Study questions:
[1] Please output the passage about Paula's garden from "She deadheads blooms" to "enjoy around you.", copied word for word.
[2] According to the passage about Paula's garden, what does Paula say she puts in her courtyard space? List them all.

No Slave to the Yard

 In the heat of the season, Paula relies on the irrigation drip system to supply enough moisture consistently to planters. Considering full sun exposure of most of the planters, automatic watering removes a time-consuming but necessary daily chore in summer.

“We put in the drip system about 15 years ago. Planters and our raised bed vegetable gardens are on their own stations on the automatic sprinkler. I can water them separately. It’s a bit of work to install the hose but adding individual lines to planters to be watered is easy,” she said. She makes sure a bit of extra tubing is provided for each line so she can move a planter or repair the line as needed. “You can put a plug in the line if you don’t want a planter watered at a site and the tubing can be used elsewhere.” She notices improvement of the blooming flowers when she adds a second water tube to a longer planter. “The drip system makes life easier.”

She deadheads blooms and weeds and harvests vegetables and tomatoes from the garden; all part of the activity of gardening.

“It would be nice to enjoy plants longer, but once I get done planting, I breathe a sigh of relief. It’s like after Christmas –for a while you don’t want to think about it again until next year,” she said.

“I’m lucky to have the courtyard space to put all kinds of plants and crocks and garden art in it,” Paula said. “I love to see what others do with plants and landscaping, so I hope others get joy from seeing my flowers too.”

Thanks for joining us to celebrate summer at Plant Exchange Blog. We appreciate your “Likes” and repeat visits of loyal “Followers.” Do keep us in mind as you find flowers to enjoy around you.

 

 

 

 

One thought on “Yard that Celebrates Summer

  1. I could not bear to use crocks as planters. However, two from the kitchen of my great grandmother have been cracked for as long as I can remember. They are not useful for picking. They are nice for storing potatoes and onions, but could eventually become planters for houseplants. I would just put pots with saucers into them though.

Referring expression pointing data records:
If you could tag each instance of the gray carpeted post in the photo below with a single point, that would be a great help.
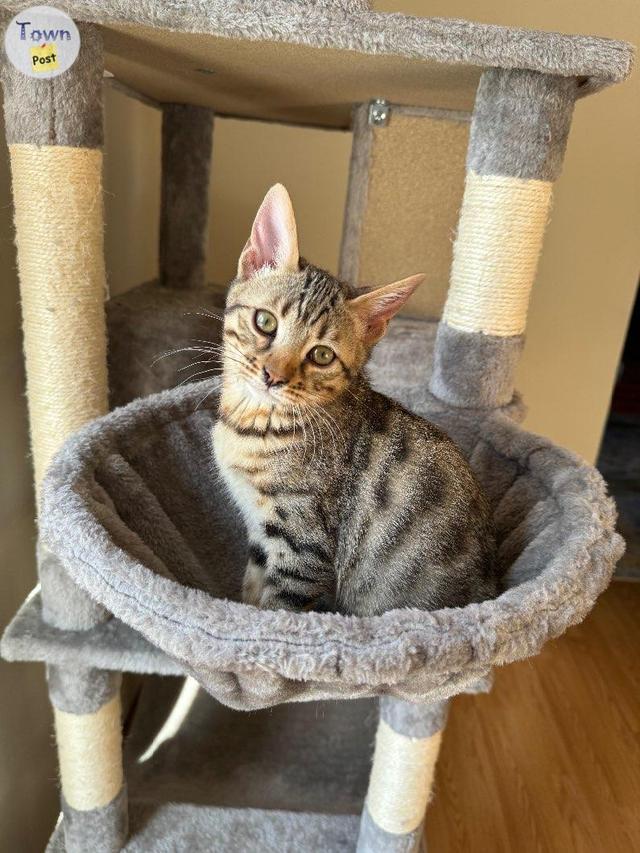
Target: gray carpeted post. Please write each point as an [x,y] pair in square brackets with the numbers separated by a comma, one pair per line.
[187,134]
[406,751]
[519,131]
[54,131]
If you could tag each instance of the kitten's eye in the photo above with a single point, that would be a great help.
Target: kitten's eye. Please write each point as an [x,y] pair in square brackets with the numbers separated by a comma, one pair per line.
[265,322]
[321,356]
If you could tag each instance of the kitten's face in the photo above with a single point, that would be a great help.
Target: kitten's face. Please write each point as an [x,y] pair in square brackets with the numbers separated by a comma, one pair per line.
[297,336]
[292,337]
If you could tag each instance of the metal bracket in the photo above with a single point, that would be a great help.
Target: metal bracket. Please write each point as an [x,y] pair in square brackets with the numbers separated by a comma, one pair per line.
[379,112]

Completed exercise:
[1]
She deadheads blooms and weeds and harvests vegetables and tomatoes from the garden; all part of the activity of gardening.

“It would be nice to enjoy plants longer, but once I get done planting, I breathe a sigh of relief. It’s like after Christmas –for a while you don’t want to think about it again until next year,” she said.

“I’m lucky to have the courtyard space to put all kinds of plants and crocks and garden art in it,” Paula said. “I love to see what others do with plants and landscaping, so I hope others get joy from seeing my flowers too.”

Thanks for joining us to celebrate summer at Plant Exchange Blog. We appreciate your “Likes” and repeat visits of loyal “Followers.” Do keep us in mind as you find flowers to enjoy around you.

[2]
- All kinds of plants
- Crocks
- Garden art